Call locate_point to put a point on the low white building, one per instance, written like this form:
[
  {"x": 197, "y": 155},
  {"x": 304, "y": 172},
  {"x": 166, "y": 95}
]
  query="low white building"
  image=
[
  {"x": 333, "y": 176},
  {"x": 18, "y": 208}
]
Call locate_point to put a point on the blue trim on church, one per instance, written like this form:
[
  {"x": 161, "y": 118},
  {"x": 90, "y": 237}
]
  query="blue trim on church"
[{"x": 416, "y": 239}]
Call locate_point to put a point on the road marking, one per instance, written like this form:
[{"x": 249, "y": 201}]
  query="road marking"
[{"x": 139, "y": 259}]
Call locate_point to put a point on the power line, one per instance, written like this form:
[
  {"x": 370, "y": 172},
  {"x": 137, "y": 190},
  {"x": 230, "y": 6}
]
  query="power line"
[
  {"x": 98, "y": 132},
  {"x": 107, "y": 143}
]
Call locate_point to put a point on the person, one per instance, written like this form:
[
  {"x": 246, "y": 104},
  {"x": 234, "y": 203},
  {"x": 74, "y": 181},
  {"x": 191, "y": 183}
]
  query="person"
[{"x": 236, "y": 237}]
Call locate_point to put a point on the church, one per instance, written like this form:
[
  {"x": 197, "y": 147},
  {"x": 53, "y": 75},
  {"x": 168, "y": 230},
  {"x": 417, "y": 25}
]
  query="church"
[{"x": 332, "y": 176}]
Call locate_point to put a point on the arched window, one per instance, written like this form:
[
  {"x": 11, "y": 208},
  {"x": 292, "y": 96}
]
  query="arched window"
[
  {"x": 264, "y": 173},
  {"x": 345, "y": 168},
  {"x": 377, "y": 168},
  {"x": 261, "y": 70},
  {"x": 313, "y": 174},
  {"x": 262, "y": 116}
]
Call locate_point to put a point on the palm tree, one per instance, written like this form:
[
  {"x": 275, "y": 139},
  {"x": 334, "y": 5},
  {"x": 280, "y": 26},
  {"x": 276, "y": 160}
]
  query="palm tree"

○ ○ ○

● What is expected
Lay out every one of the lines above as a JSON list of strings, one string for each line, and leave out any blank lines.

● Result
[
  "Call locate_point to put a point on the low white building, one per instance, written like this form:",
  "[",
  "  {\"x\": 197, \"y\": 155},",
  "  {\"x\": 304, \"y\": 172},",
  "  {\"x\": 166, \"y\": 95}",
  "]",
  "  query=\"low white building\"",
  "  image=",
  "[",
  "  {\"x\": 333, \"y\": 176},",
  "  {\"x\": 18, \"y\": 208}",
  "]",
  "Call locate_point to put a point on the blue trim on church, one per instance, written like this form:",
  "[",
  "  {\"x\": 161, \"y\": 118},",
  "  {\"x\": 90, \"y\": 237}",
  "]",
  "  query=\"blue trim on church\"",
  "[{\"x\": 416, \"y\": 239}]",
  "Call locate_point to put a point on the road marking, one per instance, written like this form:",
  "[{\"x\": 249, \"y\": 201}]",
  "  query=\"road marking\"",
  "[{\"x\": 139, \"y\": 259}]",
  "Call locate_point to put a point on the power line, one per instance, written like this form:",
  "[",
  "  {\"x\": 370, \"y\": 172},",
  "  {\"x\": 137, \"y\": 190},",
  "  {\"x\": 230, \"y\": 6}",
  "]",
  "  query=\"power line\"",
  "[",
  "  {\"x\": 98, \"y\": 132},",
  "  {\"x\": 107, \"y\": 143}",
  "]",
  "Call locate_point to put a point on the person, one per instance, written like this form:",
  "[",
  "  {\"x\": 246, \"y\": 104},",
  "  {\"x\": 234, \"y\": 203},",
  "  {\"x\": 74, \"y\": 181},",
  "  {\"x\": 191, \"y\": 183}",
  "]",
  "  query=\"person\"",
  "[{\"x\": 236, \"y\": 237}]",
  "Call locate_point to put a point on the church, one per instance, written like this form:",
  "[",
  "  {\"x\": 197, \"y\": 147},",
  "  {\"x\": 53, \"y\": 75},",
  "  {\"x\": 168, \"y\": 230},",
  "  {\"x\": 417, \"y\": 25}",
  "]",
  "  query=\"church\"",
  "[{\"x\": 332, \"y\": 176}]",
  "Call locate_point to put a point on the arched window, one per instance, written like this form:",
  "[",
  "  {\"x\": 11, \"y\": 208},",
  "  {\"x\": 292, \"y\": 96}",
  "]",
  "  query=\"arched window\"",
  "[",
  "  {\"x\": 264, \"y\": 173},",
  "  {\"x\": 345, \"y\": 168},",
  "  {\"x\": 377, \"y\": 168},",
  "  {\"x\": 261, \"y\": 70},",
  "  {\"x\": 313, \"y\": 174},",
  "  {\"x\": 262, \"y\": 116}",
  "]",
  "Call locate_point to put a point on the palm tree, one per instance, written like this form:",
  "[",
  "  {\"x\": 275, \"y\": 139},",
  "  {\"x\": 334, \"y\": 5},",
  "  {\"x\": 280, \"y\": 26},",
  "  {\"x\": 276, \"y\": 160}",
  "]",
  "  query=\"palm tree\""
]